- [EXCERPTED PASSAGE]:
Tuesday, March 10, 2009

Special Inspector General For Iraq Reconstruction’s “Hard Lessons” – Preface

In January 2009 the Special Inspector General for Iraq Reconstruction (SIGIR) released a heavy tome, over 500 pages long, reviewing America’s attempt to rebuild Iraq after the 2003 invasion. The report, entitled “Hard Lessons” begins with the pre-war planning for Iraq that started in mid-2002, and goes all the way up to the fall of 2008. The paper is far too long to read or digest in one fell swoop, so instead it will be tackled chapter by chapter. Overall, SIGIR found that America’s effort was uncoordinated, derailed by the security situation, and relied upon a bad contracting process. America’s greatest success in this endeavor was to build up the Iraqi security forces, but it failed to reconstruct the country’s basic services, infrastructure, and economy.

The Inspector General was first created during the time of the Coalition Provisional Authority (CPA). It was originally called the Coalition Provisional Authority Office of Inspector General. In October 2004 it became the Special Inspector General for Iraq Reconstruction. At the same time Stuart Bowen was appointed its director, a position he holds to this day.

Since the 2003 invasion the U.S. has committed around $50 billion for the reconstruction of Iraq. It is the largest rebuilding project ever attempted by the United States. “Hard Lessons” believes that the Bush administration lacked unity of command and coordination when dealing with Iraq. To make things worse American policy and personnel were often changed. Security also became such an overriding concern that it derailed and diverted much of the reconstruction plan. Bad contracts and the lack of oversight and management also led to massive waste. The U.S. relied upon cost-plus contracts that paid companies a fixed price plus costs, allowed high overheads, paid excessive fees, and consented to long delays that all led to large cost overruns. At the same time, there were very few cases of fraud or corruption as seen by the few criminal cases that have been prosecuted.

- [SHORT PROBLEM]:
Update the stretch of the SIGIR report preface from "The Inspector General" through "to this day.", replacing "director" with "head".

- [DATA SEGMENT]:
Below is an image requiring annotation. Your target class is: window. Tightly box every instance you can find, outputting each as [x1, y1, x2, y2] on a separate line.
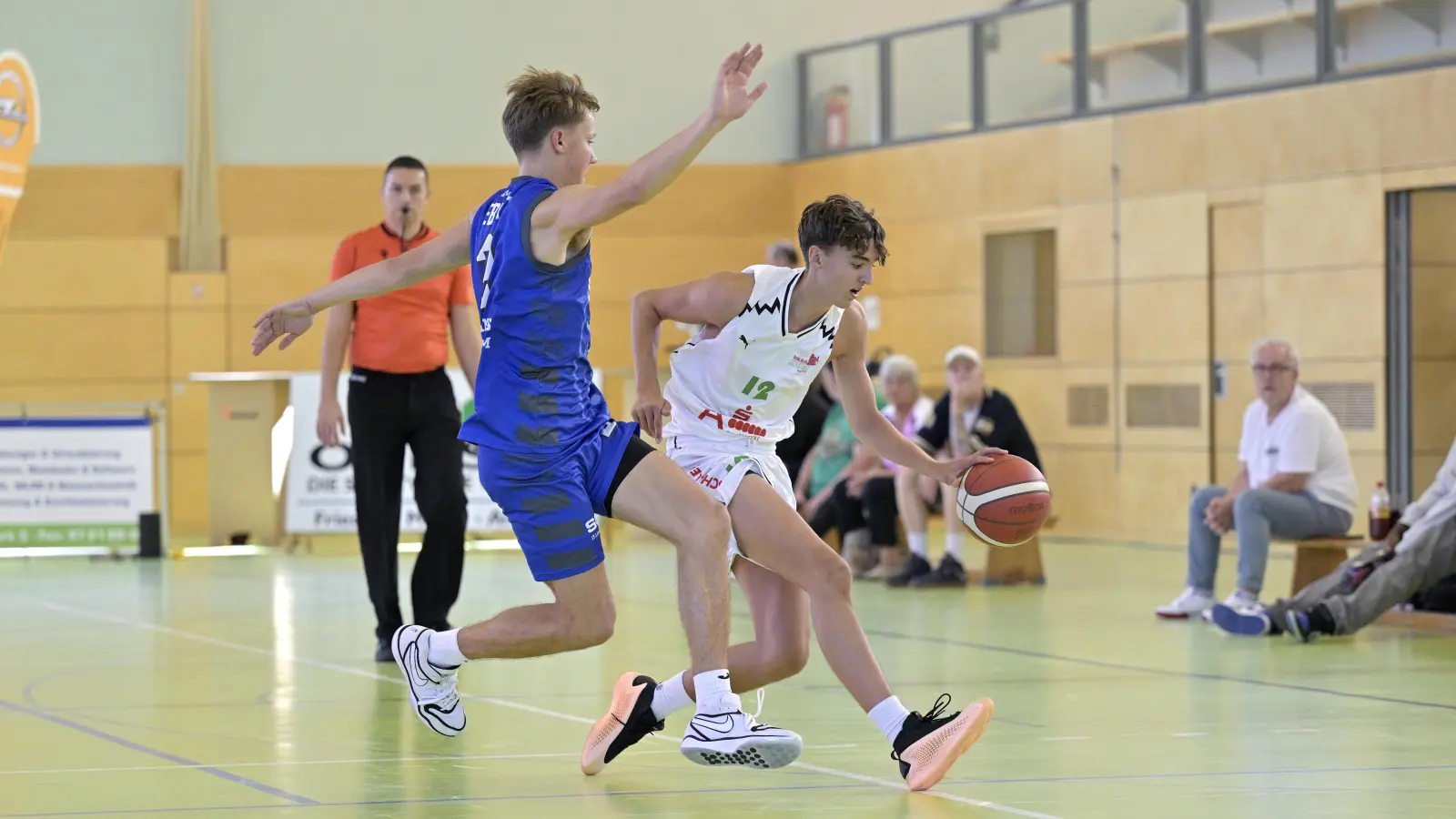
[985, 230, 1057, 357]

- [OUTPUT OF THE TASK]:
The Inspector General was first created during the time of the Coalition Provisional Authority (CPA). It was originally called the Coalition Provisional Authority Office of Inspector General. In October 2004 it became the Special Inspector General for Iraq Reconstruction. At the same time Stuart Bowen was appointed its head, a position he holds to this day.